In making a bold play to kick off Thursday nights with comedies, CBS executives name-checked “Cheers” and other sitcoms that ruled ‘80s TV. Fox has “Lonestar,” an oil-industry soap that recalls “Dallas,” which became a national obsession in the early ‘80s. CBS is remaking “Hawaii Five-O,” which originally left the airwaves in 1980, and ABC’s forensics drama “Body of Proof” looks like nothing so much as “Quincy, M.E.” (1976-83) with Jack Klugman replaced by the much-less-craggy Dana Delany.

You can’t blame TV execs, who unfurled their fall schedules for advertisers this week in New York, for feeling nostalgic. This future stuff is hard. Last year, NBC tried to leap into tomorrow by axing its 10 p.m. dramas and bringing Jay Leno to prime time; the network fell flat on its face.

ABC did the near-impossible — create a genuine hit with a new comedy, “Modern Family” — and still wound up in the ratings cellar. CBS and Fox are battling for the lead with nerves on edge: The former is contemplating the slow but inevitable erosion of its signature “CSI” franchise while the latter is facing a similar prospect for “American Idol,” TV’s ratings monster for most of the last decade.

So programmers are making a bold gamble … on what worked in the past. The 1980s make a reassuring reference point, not just because most of today’s 40-ish programmers came of age during that era. It was also the high-water mark of the four networks (Fox started in 1986), the time of greatest audience reach before the relentless incursion of cable and the Internet.

At the network’s “upfront” presentations this week, gone were the gauzy, futuristic proclamations about expanding to new platforms, digital strategies and other PowerPoint gobbledygook (well, except at ABC, where Disney-ABC TV boss Anne Sweeney stumbled over the words “pad” and “pod” during her talk). Ditto new reality shows, which vanished from fall schedules for the first time since the craze for that genre started nearly 10 years ago.

What’s making a comeback instead are old-fashioned scheduling ploys — Fox ad chief Jon Nesvig told advertisers that 80% of TV shows are still watched live, knocking down the view that the future lies with DVRs and other “time-shifted viewing” — and scripted series, the meat-and-potatoes of network lineups for most of the last 60 years.

CBS has gotten the most attention for its Thursday gambit, which involves opening the night with its emerging sitcom hit “The Big Bang Theory,” displacing “Survivor,” which will move to Wednesdays. It’s a brave move that could bring more viewers to CBS on a key night when movie studios throw around a lot of ad money.

But “Big Bang” is followed by “$#*! My Dad Says,” a new comedy starring William Shatner, which, in a likely sign of trouble, is already being retooled. Clips of “$#*!” brought to mind not “Cheers” but “Bram & Alice,” another aging parent-grown child sitcom which ran for a few episodes on CBS a few seasons back.

Lines of data:
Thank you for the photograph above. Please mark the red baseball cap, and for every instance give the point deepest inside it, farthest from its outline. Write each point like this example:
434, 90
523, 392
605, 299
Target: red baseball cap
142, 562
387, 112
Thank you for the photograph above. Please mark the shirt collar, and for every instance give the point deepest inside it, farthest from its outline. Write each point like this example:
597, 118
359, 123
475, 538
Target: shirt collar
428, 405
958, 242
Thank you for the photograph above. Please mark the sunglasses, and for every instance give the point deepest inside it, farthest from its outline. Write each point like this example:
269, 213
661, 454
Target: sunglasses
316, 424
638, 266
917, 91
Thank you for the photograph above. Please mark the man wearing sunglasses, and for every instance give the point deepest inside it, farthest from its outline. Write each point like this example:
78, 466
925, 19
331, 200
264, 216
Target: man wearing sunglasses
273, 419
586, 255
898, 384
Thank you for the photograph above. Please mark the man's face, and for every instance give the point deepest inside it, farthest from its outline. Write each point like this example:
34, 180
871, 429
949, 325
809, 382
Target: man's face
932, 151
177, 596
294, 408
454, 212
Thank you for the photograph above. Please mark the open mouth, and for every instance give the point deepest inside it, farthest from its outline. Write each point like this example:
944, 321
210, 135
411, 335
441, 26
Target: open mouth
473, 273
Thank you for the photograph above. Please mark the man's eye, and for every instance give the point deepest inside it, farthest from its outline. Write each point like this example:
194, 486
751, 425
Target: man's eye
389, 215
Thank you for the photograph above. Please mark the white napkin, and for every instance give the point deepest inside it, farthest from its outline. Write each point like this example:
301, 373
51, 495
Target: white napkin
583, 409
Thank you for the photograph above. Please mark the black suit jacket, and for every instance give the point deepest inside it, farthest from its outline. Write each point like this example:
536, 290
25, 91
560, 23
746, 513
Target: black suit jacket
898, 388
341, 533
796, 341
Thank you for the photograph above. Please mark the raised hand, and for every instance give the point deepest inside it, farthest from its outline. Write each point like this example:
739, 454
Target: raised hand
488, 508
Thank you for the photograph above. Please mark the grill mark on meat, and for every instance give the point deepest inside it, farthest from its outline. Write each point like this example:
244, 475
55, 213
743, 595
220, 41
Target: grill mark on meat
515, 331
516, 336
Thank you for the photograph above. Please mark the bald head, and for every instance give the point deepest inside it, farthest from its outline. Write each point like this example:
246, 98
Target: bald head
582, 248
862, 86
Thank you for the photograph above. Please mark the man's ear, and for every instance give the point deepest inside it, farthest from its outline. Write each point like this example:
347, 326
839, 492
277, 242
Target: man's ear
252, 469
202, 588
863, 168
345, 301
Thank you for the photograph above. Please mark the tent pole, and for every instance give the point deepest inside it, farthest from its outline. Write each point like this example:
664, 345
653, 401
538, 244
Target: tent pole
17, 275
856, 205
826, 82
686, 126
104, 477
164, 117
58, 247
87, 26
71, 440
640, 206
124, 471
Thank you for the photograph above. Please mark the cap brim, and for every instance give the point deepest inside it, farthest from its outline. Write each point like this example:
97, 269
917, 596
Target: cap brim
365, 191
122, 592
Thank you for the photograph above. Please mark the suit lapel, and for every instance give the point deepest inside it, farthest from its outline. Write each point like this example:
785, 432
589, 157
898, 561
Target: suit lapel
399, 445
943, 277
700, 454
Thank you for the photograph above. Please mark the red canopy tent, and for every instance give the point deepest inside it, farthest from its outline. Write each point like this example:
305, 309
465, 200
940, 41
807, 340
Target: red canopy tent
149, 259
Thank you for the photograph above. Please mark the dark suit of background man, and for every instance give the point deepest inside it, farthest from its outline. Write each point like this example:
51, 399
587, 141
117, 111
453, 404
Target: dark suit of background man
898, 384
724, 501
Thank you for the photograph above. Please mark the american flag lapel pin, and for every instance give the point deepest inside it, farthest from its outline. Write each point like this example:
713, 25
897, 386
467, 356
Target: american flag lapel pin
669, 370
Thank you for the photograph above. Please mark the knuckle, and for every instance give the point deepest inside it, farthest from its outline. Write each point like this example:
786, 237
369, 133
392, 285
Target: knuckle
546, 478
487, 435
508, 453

## Stated exercise A
Reproduce the TV networks article word for word, from "What’s making a" up to and including "last 60 years.".
## Stated exercise B
Resume the article on the networks' fall TV schedules where it leaves off.

## Task output A
What’s making a comeback instead are old-fashioned scheduling ploys — Fox ad chief Jon Nesvig told advertisers that 80% of TV shows are still watched live, knocking down the view that the future lies with DVRs and other “time-shifted viewing” — and scripted series, the meat-and-potatoes of network lineups for most of the last 60 years.

## Task output B
CBS scheduling chief Kelly Kahl coined a paradox to describe the network’s maneuverings: “aggressive stability.” The aggressive part is open to debate, but stability seems to be a yearning for all the networks. Shatner’s was not the only familiar face glimpsed at network presentations and parties; the new lineups are crowded with now-middle-age stars who first shot to fame during the Reagan years: Delany, Jimmy Smits (of NBC’s “Outlaw”), Blair Underwood (in NBC’s “The Event”), Tom Selleck (CBS’ “Blue Bloods”) and even former “Flashdance” star Jennifer Beals (late of “The L Word” and now headed for Fox’s “Ride-Along” in midseason).

The real question is whether the new lineups have any potential breakthrough series among all the throwbacks. Networks are still relying heavily on courtroom and crime dramas, a default choice at a time when networks are paying a lot of lip service to imaginative ideals. At 10 p.m. Mondays and Wednesdays, in fact, crime shows will be the only broadcast choices, including Jerry Bruckheimer’s new U.S. marshals epic “Chase” on NBC, CBS’ “Defenders” with Jim Belushi and Jerry O’Connell as Vegas lawyers and NBC’s new “Law & Order” spinoff in Los Angeles.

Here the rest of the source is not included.